— BEGIN —
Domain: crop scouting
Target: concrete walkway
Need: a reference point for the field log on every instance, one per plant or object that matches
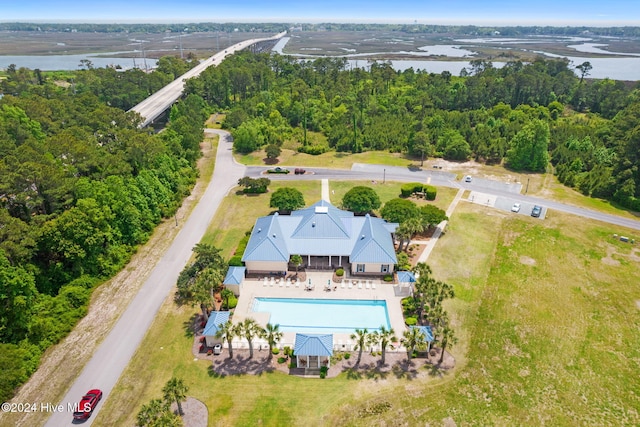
(431, 243)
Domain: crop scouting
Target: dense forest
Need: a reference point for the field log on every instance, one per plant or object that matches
(81, 186)
(537, 117)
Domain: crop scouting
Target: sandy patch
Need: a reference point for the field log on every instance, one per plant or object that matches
(610, 261)
(527, 260)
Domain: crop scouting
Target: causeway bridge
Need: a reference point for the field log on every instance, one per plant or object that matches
(152, 107)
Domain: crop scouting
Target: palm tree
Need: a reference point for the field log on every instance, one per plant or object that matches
(205, 287)
(250, 329)
(412, 338)
(447, 338)
(151, 412)
(384, 337)
(175, 390)
(273, 335)
(363, 339)
(227, 332)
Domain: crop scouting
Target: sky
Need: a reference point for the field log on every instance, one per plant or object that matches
(449, 12)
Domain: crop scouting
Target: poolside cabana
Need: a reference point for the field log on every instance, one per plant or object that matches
(313, 351)
(216, 319)
(428, 334)
(233, 279)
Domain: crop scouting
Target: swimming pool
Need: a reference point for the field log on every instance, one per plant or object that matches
(324, 315)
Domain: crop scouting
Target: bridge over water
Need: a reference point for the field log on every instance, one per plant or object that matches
(152, 107)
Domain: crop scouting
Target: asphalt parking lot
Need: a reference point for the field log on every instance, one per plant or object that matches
(505, 204)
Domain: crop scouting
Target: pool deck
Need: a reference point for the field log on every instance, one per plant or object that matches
(255, 288)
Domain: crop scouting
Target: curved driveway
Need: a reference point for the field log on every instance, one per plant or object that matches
(380, 173)
(114, 353)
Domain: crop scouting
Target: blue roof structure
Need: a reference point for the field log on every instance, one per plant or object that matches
(216, 318)
(406, 277)
(313, 345)
(321, 230)
(234, 276)
(426, 330)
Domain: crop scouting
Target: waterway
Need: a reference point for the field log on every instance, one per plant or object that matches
(617, 66)
(613, 67)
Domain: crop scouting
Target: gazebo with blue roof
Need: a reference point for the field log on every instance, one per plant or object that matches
(427, 332)
(216, 319)
(313, 351)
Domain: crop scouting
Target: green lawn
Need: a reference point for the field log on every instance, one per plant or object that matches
(547, 313)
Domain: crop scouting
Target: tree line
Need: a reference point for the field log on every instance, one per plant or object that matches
(81, 186)
(527, 116)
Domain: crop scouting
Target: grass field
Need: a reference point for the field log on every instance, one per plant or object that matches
(548, 319)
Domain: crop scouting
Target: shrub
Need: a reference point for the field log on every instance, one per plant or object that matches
(235, 261)
(233, 302)
(412, 187)
(314, 150)
(323, 371)
(288, 351)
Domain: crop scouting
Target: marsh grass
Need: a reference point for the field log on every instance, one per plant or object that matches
(546, 313)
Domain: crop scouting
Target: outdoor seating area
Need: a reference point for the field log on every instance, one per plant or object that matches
(330, 286)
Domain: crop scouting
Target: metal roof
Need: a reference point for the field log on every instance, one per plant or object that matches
(313, 345)
(374, 243)
(216, 318)
(234, 276)
(406, 277)
(321, 230)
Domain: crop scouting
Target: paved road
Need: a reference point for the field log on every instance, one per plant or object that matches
(152, 107)
(509, 191)
(113, 355)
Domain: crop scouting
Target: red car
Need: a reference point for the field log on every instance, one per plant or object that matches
(87, 404)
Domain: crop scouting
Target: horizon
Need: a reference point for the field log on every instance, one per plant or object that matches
(458, 12)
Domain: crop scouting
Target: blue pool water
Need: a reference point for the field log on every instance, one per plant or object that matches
(324, 316)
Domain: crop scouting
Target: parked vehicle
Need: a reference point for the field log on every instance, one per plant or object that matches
(536, 211)
(217, 349)
(87, 404)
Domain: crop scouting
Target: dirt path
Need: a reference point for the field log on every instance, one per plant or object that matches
(62, 363)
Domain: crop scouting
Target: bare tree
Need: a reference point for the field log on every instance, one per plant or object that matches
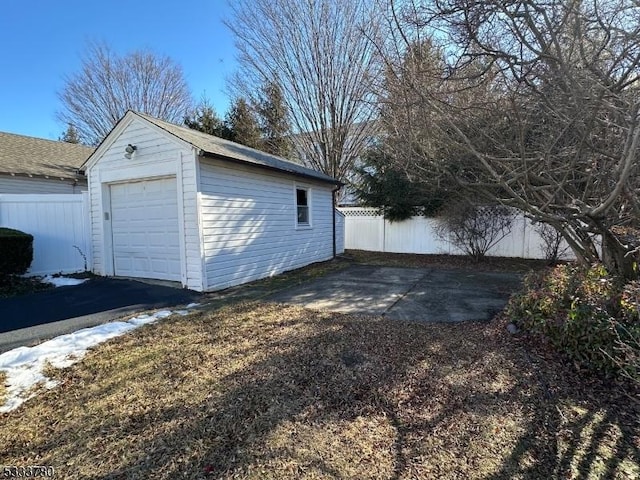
— END —
= Task objective =
Show every line of the listing above that contains the string "roof".

= Output of the task =
Target: blue roof structure
Target: gazebo with blue roof
Target: metal roof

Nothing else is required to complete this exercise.